● **Using the information**
(1) Could you output, word for word, the part of the Seedbox challenge text below from "A significant obstacle" up to and including "widely supported languages."?
(2) Answer these questions about the Seedbox challenge text below, one short answer per line:
(a) Which companies' models are named as setting a high standard for multi-lingual text generation?
(b) Besides local and private hosting, what do clients in the German market want to control themselves?
(c) What limitation do most state-of-the-art open-source models show?
(3) According to the Seedbox challenge text below, why do industry clients in the German market prefer open-source LLMs that can be hosted and deployed locally and privately? Answer in one to three sentences.

● **Passage provided**
Seedbox

Challenge

In the realm of artificial intelligence, large foundation models such as OpenAI's GPT-3.5 and GPT-4, alongside Anthropic’s models, have set a high standard for multi-lingual text generation capabilities. However, a notable challenge arises within the German market, where industry clients often express a preference for building AI solutions atop open-source Large Language Models (LLMs) that afford the possibility of local and private hosting and deployment. This requirement is primarily driven by the need to process proprietary data securely, without the risk of exposing it to the internet. Additionally, clients seek the autonomy to manage the fine-tuning and alignment of these models to tailor them precisely to their needs.

A significant obstacle is encountered here: the majority of state-of-the-art open-source models exhibit limited capabilities in generating text in the German language. This limitation poses a critical challenge for deploying AI solutions that meet the specific demands of the German-speaking market. The question then becomes: how can we elevate the German language capabilities of smaller open-source language models to match the quality offered by larger foundation models? This challenge not only highlights the gap in current open-source AI offerings but also underscores the necessity for innovative solutions that can bridge this divide, ensuring that German-language AI applications can achieve the same level of excellence and applicability as their counterparts in more widely supported languages.

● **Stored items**
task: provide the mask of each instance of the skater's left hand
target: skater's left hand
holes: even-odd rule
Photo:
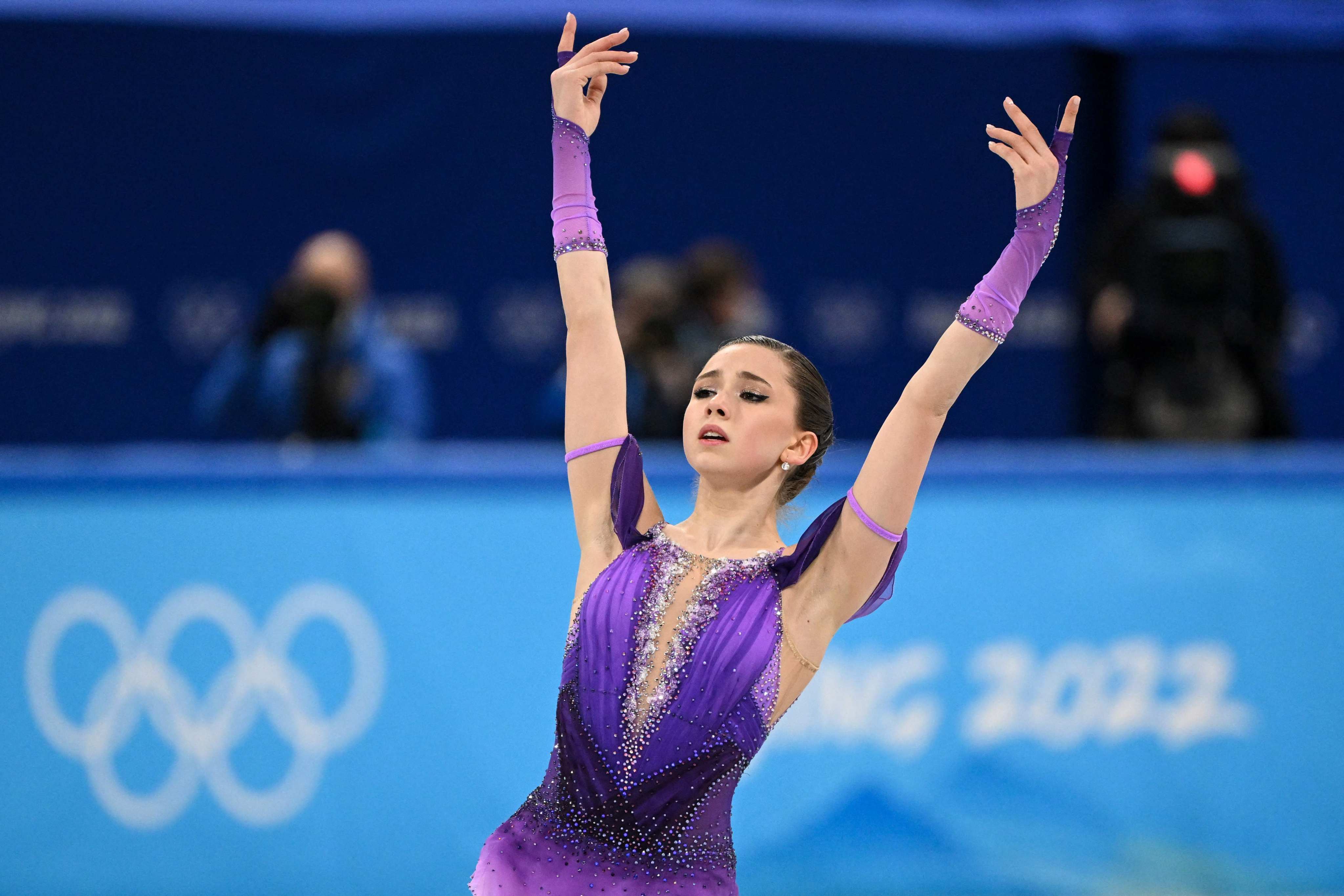
[[[1011,97],[1004,97],[1004,109],[1021,133],[985,125],[985,133],[1003,141],[989,141],[989,152],[1007,161],[1012,168],[1012,181],[1017,191],[1017,208],[1035,206],[1055,188],[1059,165],[1068,157],[1062,145],[1064,141],[1058,134],[1074,133],[1081,102],[1081,98],[1070,97],[1068,105],[1064,107],[1064,118],[1059,122],[1059,130],[1050,145],[1046,145],[1036,125],[1031,124],[1031,118],[1017,107]]]
[[[574,31],[578,20],[574,13],[566,13],[564,28],[560,31],[560,44],[558,54],[574,52]],[[597,120],[602,114],[602,97],[606,94],[606,77],[624,75],[640,54],[628,50],[613,50],[612,47],[625,43],[630,36],[629,28],[621,28],[616,34],[598,38],[587,44],[560,67],[551,73],[551,106],[560,118],[569,118],[583,133],[593,136],[597,130]],[[587,93],[583,93],[585,85]]]

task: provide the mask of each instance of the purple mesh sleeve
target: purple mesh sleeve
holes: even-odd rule
[[[836,528],[836,523],[840,521],[840,512],[844,509],[847,501],[848,497],[839,498],[835,504],[817,514],[817,517],[812,521],[812,525],[809,525],[802,533],[802,537],[798,539],[798,544],[793,548],[793,553],[786,553],[775,562],[774,576],[781,591],[797,583],[804,570],[812,566],[812,562],[817,559],[817,555],[821,552],[821,547],[827,543],[827,539],[831,537],[831,533]],[[845,622],[853,622],[859,617],[868,615],[891,598],[891,594],[895,590],[896,567],[900,566],[900,557],[906,555],[906,548],[910,547],[910,529],[906,528],[898,537],[900,540],[891,545],[891,553],[887,557],[887,568],[883,570],[882,579],[878,580],[876,587],[874,587],[872,592],[868,594],[863,606],[855,610],[853,615],[845,619]]]
[[[634,435],[626,435],[612,466],[612,527],[622,549],[645,537],[638,527],[641,513],[644,513],[644,453],[640,451],[640,442]]]
[[[1073,134],[1055,132],[1050,141],[1050,152],[1059,160],[1054,189],[1035,206],[1017,210],[1012,239],[953,318],[999,344],[1003,344],[1012,329],[1027,287],[1059,236],[1059,212],[1064,204],[1064,160],[1073,138]]]
[[[569,50],[555,54],[556,67],[573,55]],[[575,250],[606,254],[593,199],[589,136],[579,125],[556,116],[555,103],[551,103],[551,242],[554,258]]]

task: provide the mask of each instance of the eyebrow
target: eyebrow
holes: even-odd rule
[[[712,379],[712,377],[720,376],[720,375],[722,375],[720,371],[706,371],[706,372],[700,373],[699,376],[696,376],[695,379],[696,380],[707,380],[707,379]],[[745,380],[755,380],[757,383],[765,383],[766,386],[770,386],[770,380],[767,380],[763,376],[757,376],[751,371],[738,371],[738,376],[741,376]],[[770,388],[774,388],[774,387],[770,386]]]

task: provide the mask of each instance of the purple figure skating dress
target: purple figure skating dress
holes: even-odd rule
[[[780,592],[798,580],[853,498],[828,506],[790,553],[704,557],[668,539],[663,523],[637,529],[640,446],[633,435],[612,442],[620,443],[612,523],[622,552],[570,626],[550,766],[481,849],[469,881],[476,896],[738,892],[732,793],[774,727],[781,658],[794,661],[781,654]],[[898,540],[886,572],[851,619],[891,596],[906,537],[887,535]],[[692,570],[703,578],[659,643],[664,614]]]

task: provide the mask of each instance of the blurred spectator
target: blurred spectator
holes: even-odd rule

● **Solutions to the problems**
(1)
A significant obstacle is encountered here: the majority of state-of-the-art open-source models exhibit limited capabilities in generating text in the German language. This limitation poses a critical challenge for deploying AI solutions that meet the specific demands of the German-speaking market. The question then becomes: how can we elevate the German language capabilities of smaller open-source language models to match the quality offered by larger foundation models? This challenge not only highlights the gap in current open-source AI offerings but also underscores the necessity for innovative solutions that can bridge this divide, ensuring that German-language AI applications can achieve the same level of excellence and applicability as their counterparts in more widely supported languages.

(2)
(a) OpenAI's (GPT-3.5 and GPT-4) and Anthropic's.
(b) The fine-tuning and alignment of the models, to tailor them precisely to their needs.
(c) Limited capabilities in generating text in the German language.

(3) They mainly need to process proprietary data securely, without the risk of exposing it to the internet. They also want the autonomy to manage the fine-tuning and alignment of the models to suit their needs.